• _Extract to read_
By calculations analogous to those for the non-parallelized powers of \({X}^{k}\) gates, the number of beam splitters retained in the final implementation of the parallelized schemes for an arbitrary \(k \leq d/2\) turns out to be

$$ N_{{X}}^{(\mathrm{par})}(n, d, k) = n \log _{2}(n) + 2 n - 4 k + 2 + 2 d \biggl( \frac{k}{2^{m}} + m - 1 \biggr), $$

(33)

where *m* in an integer such that \(2^{m} \le k < 2^{m+1}\) and where we assume \(n \geq d\). This expression simplifies for \(k = 1\) into the formula (31) derived for the parallelized version of the *X* gate. A similar discussion can also be done for other optical elements with similar results and for \(n < d\).

When we compare the scaling for the naive approach utilizing *n* identical copies of the \({X}^{k}\) gate and the parallelization of Eq. (14), we obtain a scaling ratio that approaches

$$ r_{{X}}(n, d, k) \sim \frac{1}{4 \, k} \frac{\log _{2}(n)}{\log _{2}(d)}, $$

(34)

where again \(n \geq d\). For high powers *k* we, therefore, save more resources by making use of the parallelized version. In this formula, we assumed *k* to be constant. We can, however, also consider *k* that scales with the dimension *d*. For instance, the most resource-demanding scenario is when \(k = d/2\). In such a case one obtains

$$ r_{{X}}(n, d, d/2) \lesssim \frac{3\log _{2}(n)}{4d}. $$

(35)

Unless the number of paths exceeds exponentially the dimension, the parallelized scheme of Eq. (14) offers in this scenario substantial savings in resources when compared to the naive approach. For \(n < d\) one can perform an analogous analysis.

### Appendix B: Losses

We can make some rough estimates of the losses of setups presented in the main text by adopting the following simplifications. There are many sources of errors, such as possible beam distortions due to Dove prisms, non-unit conversion efficiency of holograms, different splitting ratios of beam splitters, as well as imperfect reflection of mirrors. Let us assume that all these errors can be modelled as losses quantified by effective mean transmittance *T* of each optical element where we omit the phase shifters as these can be implemented by a mere path length difference in an interferometer. We also assume that all OAM modes are affected the same way and that \(n = d\) in the parallelized scheme.

The number of elements that a photon has to traverse in the universal scheme of Eq. (3) equals approximately \(L(d) = d + 10 \log _{2}(d)\). The transmittance of this scheme thus equals \(T^{L(d)}\) and is, therefore, of the same order of magnitude as the transmittance of the scheme of Ref. [18] for purely path-encoded unitaries, in which each photon traverses *d* elements.

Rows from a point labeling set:

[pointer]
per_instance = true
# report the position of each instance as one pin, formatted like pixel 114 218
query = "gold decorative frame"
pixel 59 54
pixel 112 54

• _Jobs_
**A)** What sources of errors does the excerpt on optical gate schemes list in its appendix on losses?
**B)** Can you rewrite the paragraph of the excerpt on optical gate schemes that begins "We can make some rough estimates" as a short bulleted list that keeps its main facts?

• _Task-by-task answers_
**A)**
- Possible beam distortions due to Dove prisms
- Non-unit conversion efficiency of holograms
- Different splitting ratios of beam splitters
- Imperfect reflection of mirrors

**B)**
- Losses of the setups are roughly estimated using simplifications.
- Error sources include beam distortions from Dove prisms, non-unit conversion efficiency of holograms, differing beam splitter ratios and imperfect mirror reflection.
- All these errors are modeled as losses, given by an effective mean transmittance *T* for each optical element.
- Phase shifters are left out, since they can be implemented by a path length difference in an interferometer.
- All OAM modes are assumed to be affected the same way.
- The parallelized scheme is assumed to have \(n = d\).